Named object pointing entries>
--*--
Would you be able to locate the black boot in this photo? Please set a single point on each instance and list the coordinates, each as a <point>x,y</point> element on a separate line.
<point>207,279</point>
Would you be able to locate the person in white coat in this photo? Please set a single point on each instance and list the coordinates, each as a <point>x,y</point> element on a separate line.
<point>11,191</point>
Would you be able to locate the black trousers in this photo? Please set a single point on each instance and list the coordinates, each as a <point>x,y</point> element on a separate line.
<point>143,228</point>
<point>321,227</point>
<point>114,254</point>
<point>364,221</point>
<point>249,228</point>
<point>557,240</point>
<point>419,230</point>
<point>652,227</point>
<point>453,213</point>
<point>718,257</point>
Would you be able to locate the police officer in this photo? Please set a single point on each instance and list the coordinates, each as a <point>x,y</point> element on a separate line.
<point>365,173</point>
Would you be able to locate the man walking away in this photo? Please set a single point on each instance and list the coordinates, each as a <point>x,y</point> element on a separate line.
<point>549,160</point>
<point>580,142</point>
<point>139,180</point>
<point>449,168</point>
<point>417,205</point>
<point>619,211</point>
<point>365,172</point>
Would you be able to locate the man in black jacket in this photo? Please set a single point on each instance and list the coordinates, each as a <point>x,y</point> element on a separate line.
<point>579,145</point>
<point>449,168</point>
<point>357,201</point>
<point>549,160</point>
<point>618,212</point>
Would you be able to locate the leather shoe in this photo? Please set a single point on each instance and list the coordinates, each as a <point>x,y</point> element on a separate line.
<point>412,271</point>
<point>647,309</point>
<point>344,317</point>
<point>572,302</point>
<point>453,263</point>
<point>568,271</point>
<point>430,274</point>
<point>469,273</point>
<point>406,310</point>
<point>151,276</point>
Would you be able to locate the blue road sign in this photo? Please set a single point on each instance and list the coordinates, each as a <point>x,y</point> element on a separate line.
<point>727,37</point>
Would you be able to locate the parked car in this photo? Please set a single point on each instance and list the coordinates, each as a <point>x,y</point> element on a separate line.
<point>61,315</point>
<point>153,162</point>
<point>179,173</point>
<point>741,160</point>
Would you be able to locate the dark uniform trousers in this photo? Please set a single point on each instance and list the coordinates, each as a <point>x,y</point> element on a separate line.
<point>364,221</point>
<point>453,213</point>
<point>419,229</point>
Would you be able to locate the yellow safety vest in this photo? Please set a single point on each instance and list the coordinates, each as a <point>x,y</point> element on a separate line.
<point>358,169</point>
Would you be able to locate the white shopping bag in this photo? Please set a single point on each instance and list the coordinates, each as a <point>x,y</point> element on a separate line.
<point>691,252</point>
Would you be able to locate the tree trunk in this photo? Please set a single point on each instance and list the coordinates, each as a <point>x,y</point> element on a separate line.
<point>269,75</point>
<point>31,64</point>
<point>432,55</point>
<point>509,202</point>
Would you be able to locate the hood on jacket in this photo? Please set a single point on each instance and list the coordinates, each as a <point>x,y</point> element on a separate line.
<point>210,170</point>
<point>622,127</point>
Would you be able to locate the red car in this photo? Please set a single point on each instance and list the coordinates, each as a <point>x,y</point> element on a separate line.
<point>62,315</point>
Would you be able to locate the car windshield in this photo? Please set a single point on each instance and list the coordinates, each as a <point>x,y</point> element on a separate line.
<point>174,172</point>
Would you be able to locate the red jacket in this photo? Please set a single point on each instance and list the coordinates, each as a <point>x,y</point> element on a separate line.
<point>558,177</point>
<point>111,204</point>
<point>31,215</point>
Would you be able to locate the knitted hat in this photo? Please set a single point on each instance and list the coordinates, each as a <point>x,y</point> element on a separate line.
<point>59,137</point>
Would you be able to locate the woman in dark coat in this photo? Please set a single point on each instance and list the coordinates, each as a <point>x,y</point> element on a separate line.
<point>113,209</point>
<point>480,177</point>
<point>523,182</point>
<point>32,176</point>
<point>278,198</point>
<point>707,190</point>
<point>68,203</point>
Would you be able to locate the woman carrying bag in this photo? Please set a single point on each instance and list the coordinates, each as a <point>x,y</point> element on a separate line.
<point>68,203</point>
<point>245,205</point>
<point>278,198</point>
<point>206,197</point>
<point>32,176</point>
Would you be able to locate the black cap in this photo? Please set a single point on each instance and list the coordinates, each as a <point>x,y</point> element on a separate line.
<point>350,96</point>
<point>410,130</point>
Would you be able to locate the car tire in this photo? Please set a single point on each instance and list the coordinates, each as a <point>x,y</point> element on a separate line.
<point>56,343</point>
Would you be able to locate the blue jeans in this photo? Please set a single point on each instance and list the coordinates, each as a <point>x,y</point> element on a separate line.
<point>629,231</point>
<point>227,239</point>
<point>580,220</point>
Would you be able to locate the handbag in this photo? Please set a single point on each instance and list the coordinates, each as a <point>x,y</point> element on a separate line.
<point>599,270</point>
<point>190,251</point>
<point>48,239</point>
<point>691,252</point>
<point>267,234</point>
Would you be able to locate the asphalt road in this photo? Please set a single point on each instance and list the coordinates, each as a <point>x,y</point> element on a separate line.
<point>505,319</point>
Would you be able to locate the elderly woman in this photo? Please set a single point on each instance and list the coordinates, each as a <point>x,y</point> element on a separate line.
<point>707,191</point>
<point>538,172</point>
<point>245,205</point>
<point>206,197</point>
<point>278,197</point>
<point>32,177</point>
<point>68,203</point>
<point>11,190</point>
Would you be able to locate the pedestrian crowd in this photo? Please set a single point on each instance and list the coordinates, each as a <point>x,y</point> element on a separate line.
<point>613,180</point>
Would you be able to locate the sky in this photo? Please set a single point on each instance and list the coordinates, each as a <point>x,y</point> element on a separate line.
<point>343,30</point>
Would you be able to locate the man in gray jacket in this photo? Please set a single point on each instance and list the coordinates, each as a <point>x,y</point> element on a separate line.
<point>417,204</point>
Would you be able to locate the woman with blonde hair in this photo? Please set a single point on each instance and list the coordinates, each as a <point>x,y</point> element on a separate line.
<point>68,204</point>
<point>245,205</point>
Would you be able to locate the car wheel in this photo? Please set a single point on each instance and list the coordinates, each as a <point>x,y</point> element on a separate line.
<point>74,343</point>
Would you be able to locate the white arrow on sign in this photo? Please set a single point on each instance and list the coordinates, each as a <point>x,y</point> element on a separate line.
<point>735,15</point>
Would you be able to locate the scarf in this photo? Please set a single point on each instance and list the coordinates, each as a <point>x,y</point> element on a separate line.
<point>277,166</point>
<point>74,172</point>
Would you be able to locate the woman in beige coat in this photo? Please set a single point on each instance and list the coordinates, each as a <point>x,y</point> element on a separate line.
--*--
Retype every line of the material above, word for word and mark for mark, from the first line to the last.

Would you be able to locate the black boot in this photo? Please set a single point on each instance and list the coordinates, each as a <point>x,y</point> element on a separate line.
<point>207,279</point>
Would you be able to locate the person in white coat in this photo? Please set a single point on each instance and list the coordinates, each as a <point>x,y</point> element on a separate line.
<point>11,191</point>
Would you be able to locate the black trousers in this photo? Please set a single point on each instance and list the coordinates, each as a <point>x,y</point> element on a separate line.
<point>143,228</point>
<point>321,227</point>
<point>114,254</point>
<point>364,221</point>
<point>249,228</point>
<point>557,240</point>
<point>419,230</point>
<point>652,227</point>
<point>453,213</point>
<point>718,257</point>
Would you be able to locate the police officer in this photo? Please set a single point on each instance and list the coordinates, each as a <point>x,y</point> element on a separate line.
<point>365,173</point>
Would you be able to locate the man walking away in this photo? Please set a single point on each instance and list the coordinates, each as a <point>x,y</point> element on a separate line.
<point>549,160</point>
<point>580,142</point>
<point>139,180</point>
<point>449,168</point>
<point>417,205</point>
<point>619,211</point>
<point>365,172</point>
Would you be able to locate the man in black jacket in this photo? Please set a single point on each instance and list the coordinates, each as a <point>x,y</point> element on a separate line.
<point>579,145</point>
<point>449,168</point>
<point>357,201</point>
<point>549,160</point>
<point>618,212</point>
Would you be able to locate the leather shoe in this photo? Please set a single point on each instance and list the coordinates, each as a <point>x,y</point> element on a separate line.
<point>412,271</point>
<point>647,309</point>
<point>344,317</point>
<point>572,302</point>
<point>453,263</point>
<point>568,271</point>
<point>430,274</point>
<point>469,273</point>
<point>406,310</point>
<point>151,276</point>
Would you be able to locate the blue road sign in this photo? Please set a single point on each instance and list the coordinates, each as a <point>x,y</point> element on a separate line.
<point>727,37</point>
Would you be able to locate the parked car in this photo? Please set a single point on each instance and list the coordinates, each as a <point>x,y</point> element on a separate line.
<point>61,315</point>
<point>153,162</point>
<point>179,173</point>
<point>741,160</point>
Would you be able to locate the dark uniform trousers in this photo? Please set a single point on each instance and list the coordinates, each as a <point>x,y</point> element on a separate line.
<point>364,221</point>
<point>453,213</point>
<point>419,229</point>
Would you be able to locate the yellow safety vest in this photo? Please set a single point on each instance and list the coordinates, each as a <point>x,y</point> element on a separate line.
<point>358,169</point>
Would you be able to locate the white shopping bag in this photo? Please set a single point on each instance and list the coordinates, each as a <point>x,y</point> element on a separate line.
<point>691,252</point>
Would you be able to locate the tree trunk in this photo? Please set a single point on each instance and list the coordinates, each as a <point>x,y</point> element on a separate line.
<point>269,75</point>
<point>31,64</point>
<point>432,55</point>
<point>509,202</point>
Would you be able to locate the hood on jacket in this photo? Please set a single point on each instance and list the coordinates, each as a <point>x,y</point> element on a separate line.
<point>210,170</point>
<point>622,127</point>
Would you be able to locate the red car in this photo? Please set a single point on each instance and list the coordinates, each as a <point>x,y</point> element on a separate line.
<point>62,315</point>
Would you be able to locate the car windshield in this photo? Please set a single point on each instance and list the coordinates, each as a <point>x,y</point> element on a separate line.
<point>174,172</point>
Would you be able to locate the red jacket in this photo? Please set a single point on each instance and list the coordinates, each as a <point>x,y</point> element on a separate line.
<point>558,177</point>
<point>111,204</point>
<point>31,215</point>
Would you be able to locate the knitted hat in this photo? Please set a single point on each instance and list the coordinates, each as a <point>x,y</point> element on a separate line.
<point>59,137</point>
Would you be able to locate the woman in dark coat in this photo? Please set a single point on each instance and list the coordinates, each as a <point>x,y</point> element on a separate line.
<point>113,209</point>
<point>480,177</point>
<point>523,182</point>
<point>32,176</point>
<point>278,198</point>
<point>707,190</point>
<point>68,203</point>
Would you be able to locate the woman carrying bag in this photo? Please set a single point on each instance and list the coordinates, each as a <point>x,y</point> element on a separate line.
<point>68,203</point>
<point>245,205</point>
<point>278,198</point>
<point>206,197</point>
<point>32,176</point>
Would you be able to locate the black cap in this photo? Please set a single point on each instance and list the coordinates, each as a <point>x,y</point> element on a separate line.
<point>350,96</point>
<point>410,130</point>
Would you be able to locate the car tire in this photo? Please set a single point on each instance and list the coordinates, each as a <point>x,y</point> element on a separate line.
<point>56,343</point>
Would you be able to locate the blue jeans in this photo? Please set a single point on each instance and list the coordinates, each as a <point>x,y</point> element on a separate line.
<point>629,231</point>
<point>227,239</point>
<point>580,220</point>
Would you be able to locate the handbag in this photo? Please set a single point on each instance and list the coordinates, each as a <point>x,y</point> element on a separate line.
<point>599,270</point>
<point>190,251</point>
<point>48,239</point>
<point>691,252</point>
<point>267,234</point>
Would you be able to locate the asphalt road in this photo? Please set a single point on each instance and list the coordinates, each as a <point>x,y</point> element on a separate line.
<point>505,319</point>
Would you be able to locate the elderly woman in this photo? Please set a single point on each instance and list the coordinates, each as a <point>x,y</point> element on a separate line.
<point>707,191</point>
<point>538,172</point>
<point>245,205</point>
<point>206,197</point>
<point>278,197</point>
<point>32,177</point>
<point>68,203</point>
<point>11,190</point>
Would you be able to locate the pedestrian crowd in this photo? Please set a single point on each instance and list the coordinates, each as a <point>x,y</point> element on a separate line.
<point>613,180</point>
Would you be able to locate the sky in this photo? Please set a single point on each instance and list the coordinates, each as a <point>x,y</point> element on a separate line.
<point>343,30</point>
Would you be able to locate the man in gray jacket in this photo? Please set a single point on each instance and list the coordinates, each as a <point>x,y</point> element on a separate line.
<point>417,204</point>
Would you be able to locate the woman with blonde hair in this photo? Please set a single point on each instance and list the coordinates, each as a <point>x,y</point> element on a separate line.
<point>68,204</point>
<point>245,205</point>
Would you be able to locate the car wheel in this photo? Please set a single point on each instance and list the coordinates, each as a <point>x,y</point> element on a separate line.
<point>74,343</point>
Would you be able to locate the white arrow on sign in this photo? Please set a single point on each instance and list the coordinates, each as a <point>x,y</point> element on a separate line.
<point>735,15</point>
Would you be able to locate the scarf in this photo? Please set a single point on each instance and list the coordinates, each as a <point>x,y</point> element on a separate line.
<point>277,166</point>
<point>74,172</point>
Would you be able to locate the woman in beige coat in this photo? Please set a single point on each instance and list the coordinates, each as a <point>x,y</point> element on a separate line.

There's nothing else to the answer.